# [Work required]
Copy the following lines verbatim, covering every one of the records.

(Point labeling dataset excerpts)
— START —

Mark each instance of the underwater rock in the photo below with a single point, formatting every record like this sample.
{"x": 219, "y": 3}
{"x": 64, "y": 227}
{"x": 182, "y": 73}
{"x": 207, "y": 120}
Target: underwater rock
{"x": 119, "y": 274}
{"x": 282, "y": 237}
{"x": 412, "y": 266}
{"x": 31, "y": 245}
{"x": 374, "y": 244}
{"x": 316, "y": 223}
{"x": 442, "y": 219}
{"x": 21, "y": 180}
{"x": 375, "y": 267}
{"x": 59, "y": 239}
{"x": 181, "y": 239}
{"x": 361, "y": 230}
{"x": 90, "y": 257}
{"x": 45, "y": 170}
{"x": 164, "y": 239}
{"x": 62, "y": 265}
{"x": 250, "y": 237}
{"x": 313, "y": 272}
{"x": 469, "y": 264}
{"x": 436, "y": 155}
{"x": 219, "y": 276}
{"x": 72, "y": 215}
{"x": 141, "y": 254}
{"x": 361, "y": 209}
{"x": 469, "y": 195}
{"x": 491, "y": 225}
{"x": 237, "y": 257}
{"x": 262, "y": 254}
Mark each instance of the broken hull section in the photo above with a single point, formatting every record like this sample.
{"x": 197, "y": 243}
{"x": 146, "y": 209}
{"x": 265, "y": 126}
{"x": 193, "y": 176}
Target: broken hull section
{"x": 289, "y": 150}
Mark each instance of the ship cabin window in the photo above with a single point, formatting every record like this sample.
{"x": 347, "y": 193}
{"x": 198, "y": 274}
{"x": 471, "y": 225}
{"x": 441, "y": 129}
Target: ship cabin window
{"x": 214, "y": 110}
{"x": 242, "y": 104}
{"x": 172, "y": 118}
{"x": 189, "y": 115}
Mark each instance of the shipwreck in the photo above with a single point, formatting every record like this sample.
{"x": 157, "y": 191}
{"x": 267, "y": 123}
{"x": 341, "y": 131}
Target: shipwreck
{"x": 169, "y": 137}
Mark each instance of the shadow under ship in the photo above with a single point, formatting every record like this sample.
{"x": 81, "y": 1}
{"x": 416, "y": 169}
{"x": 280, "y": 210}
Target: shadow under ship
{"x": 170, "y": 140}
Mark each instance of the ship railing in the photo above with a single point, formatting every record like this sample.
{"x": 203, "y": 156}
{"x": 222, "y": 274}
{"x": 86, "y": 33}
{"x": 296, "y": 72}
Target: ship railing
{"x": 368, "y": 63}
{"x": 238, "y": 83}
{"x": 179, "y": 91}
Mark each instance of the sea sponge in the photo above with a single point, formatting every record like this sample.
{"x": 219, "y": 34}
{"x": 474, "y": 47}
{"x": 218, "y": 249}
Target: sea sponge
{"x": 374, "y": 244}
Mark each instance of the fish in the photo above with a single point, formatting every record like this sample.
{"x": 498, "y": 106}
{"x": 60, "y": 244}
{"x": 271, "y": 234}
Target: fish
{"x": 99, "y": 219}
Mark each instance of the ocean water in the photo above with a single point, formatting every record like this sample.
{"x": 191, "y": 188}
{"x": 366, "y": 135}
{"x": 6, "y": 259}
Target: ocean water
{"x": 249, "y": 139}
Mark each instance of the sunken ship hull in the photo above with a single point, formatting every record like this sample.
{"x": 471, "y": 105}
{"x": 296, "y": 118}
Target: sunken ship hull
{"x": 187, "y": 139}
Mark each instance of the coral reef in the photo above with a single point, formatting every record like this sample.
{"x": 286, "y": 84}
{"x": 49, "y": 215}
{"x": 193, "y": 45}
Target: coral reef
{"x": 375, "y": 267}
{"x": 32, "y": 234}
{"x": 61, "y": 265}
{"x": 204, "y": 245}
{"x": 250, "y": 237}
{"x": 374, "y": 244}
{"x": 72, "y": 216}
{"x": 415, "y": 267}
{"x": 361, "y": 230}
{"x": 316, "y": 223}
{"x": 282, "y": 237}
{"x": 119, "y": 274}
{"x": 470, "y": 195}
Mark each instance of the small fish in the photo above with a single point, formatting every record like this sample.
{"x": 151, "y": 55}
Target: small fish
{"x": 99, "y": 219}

— END —

# [Response below]
Mark each instance of the underwater rock in the photo below with a single point, formatting every record like this sample.
{"x": 219, "y": 3}
{"x": 64, "y": 227}
{"x": 182, "y": 73}
{"x": 207, "y": 120}
Target: underwater rock
{"x": 119, "y": 274}
{"x": 282, "y": 237}
{"x": 412, "y": 266}
{"x": 31, "y": 245}
{"x": 374, "y": 244}
{"x": 316, "y": 223}
{"x": 442, "y": 219}
{"x": 21, "y": 180}
{"x": 375, "y": 267}
{"x": 59, "y": 239}
{"x": 181, "y": 239}
{"x": 361, "y": 230}
{"x": 90, "y": 257}
{"x": 45, "y": 170}
{"x": 164, "y": 239}
{"x": 62, "y": 265}
{"x": 250, "y": 237}
{"x": 313, "y": 272}
{"x": 469, "y": 264}
{"x": 436, "y": 155}
{"x": 219, "y": 276}
{"x": 72, "y": 215}
{"x": 141, "y": 254}
{"x": 361, "y": 209}
{"x": 469, "y": 195}
{"x": 491, "y": 225}
{"x": 237, "y": 257}
{"x": 262, "y": 254}
Mark each instance of the broken hull section in the photo above with a single point, formatting every record like this sample.
{"x": 197, "y": 243}
{"x": 146, "y": 209}
{"x": 265, "y": 126}
{"x": 193, "y": 176}
Target: broken hull section
{"x": 289, "y": 150}
Mark each instance of the ship cabin window in the photo above with a single point, formatting every record like this sample.
{"x": 347, "y": 193}
{"x": 198, "y": 274}
{"x": 471, "y": 225}
{"x": 441, "y": 129}
Target: ship cabin window
{"x": 214, "y": 110}
{"x": 242, "y": 104}
{"x": 172, "y": 118}
{"x": 189, "y": 115}
Mark each instance of the shipwreck in the photo above with a single point, formatting every record like this sample.
{"x": 157, "y": 191}
{"x": 267, "y": 123}
{"x": 341, "y": 131}
Target: shipwreck
{"x": 169, "y": 137}
Mark each instance of the shadow under ship in the photo above with a single point, formatting every record like this sample.
{"x": 81, "y": 1}
{"x": 416, "y": 169}
{"x": 280, "y": 210}
Target: shadow under ship
{"x": 170, "y": 140}
Mark each instance of the ship railing in the photo above with a single point, formatting every record like this sample.
{"x": 203, "y": 156}
{"x": 222, "y": 274}
{"x": 86, "y": 33}
{"x": 296, "y": 72}
Target: ship railing
{"x": 368, "y": 63}
{"x": 238, "y": 83}
{"x": 179, "y": 91}
Mark each instance of the sea sponge in the photo above with a single point, formatting every record like this sample.
{"x": 219, "y": 34}
{"x": 474, "y": 47}
{"x": 218, "y": 249}
Target: sea sponge
{"x": 374, "y": 244}
Mark each instance of the fish in the photo above with a single point, formatting every record like this sample.
{"x": 498, "y": 106}
{"x": 60, "y": 244}
{"x": 271, "y": 234}
Target: fish
{"x": 99, "y": 219}
Mark each instance of the ocean water in the photo above with a single point, formatting every record like this sample.
{"x": 191, "y": 188}
{"x": 366, "y": 135}
{"x": 6, "y": 259}
Target: ocean water
{"x": 249, "y": 139}
Mark each instance of the sunken ship hull in the photo above with a single point, formatting every record like this sample.
{"x": 471, "y": 105}
{"x": 296, "y": 118}
Target: sunken ship hull
{"x": 187, "y": 139}
Mark each instance of the coral reef in the photo above with a single point, formatting every record like this sample.
{"x": 286, "y": 84}
{"x": 49, "y": 215}
{"x": 193, "y": 45}
Target: coral reef
{"x": 375, "y": 267}
{"x": 32, "y": 234}
{"x": 61, "y": 265}
{"x": 204, "y": 245}
{"x": 250, "y": 237}
{"x": 374, "y": 244}
{"x": 72, "y": 216}
{"x": 415, "y": 267}
{"x": 361, "y": 230}
{"x": 316, "y": 223}
{"x": 282, "y": 237}
{"x": 119, "y": 274}
{"x": 470, "y": 195}
Mark each instance of the small fish in the photo above with a single point, formatting every record like this sample.
{"x": 151, "y": 55}
Target: small fish
{"x": 99, "y": 219}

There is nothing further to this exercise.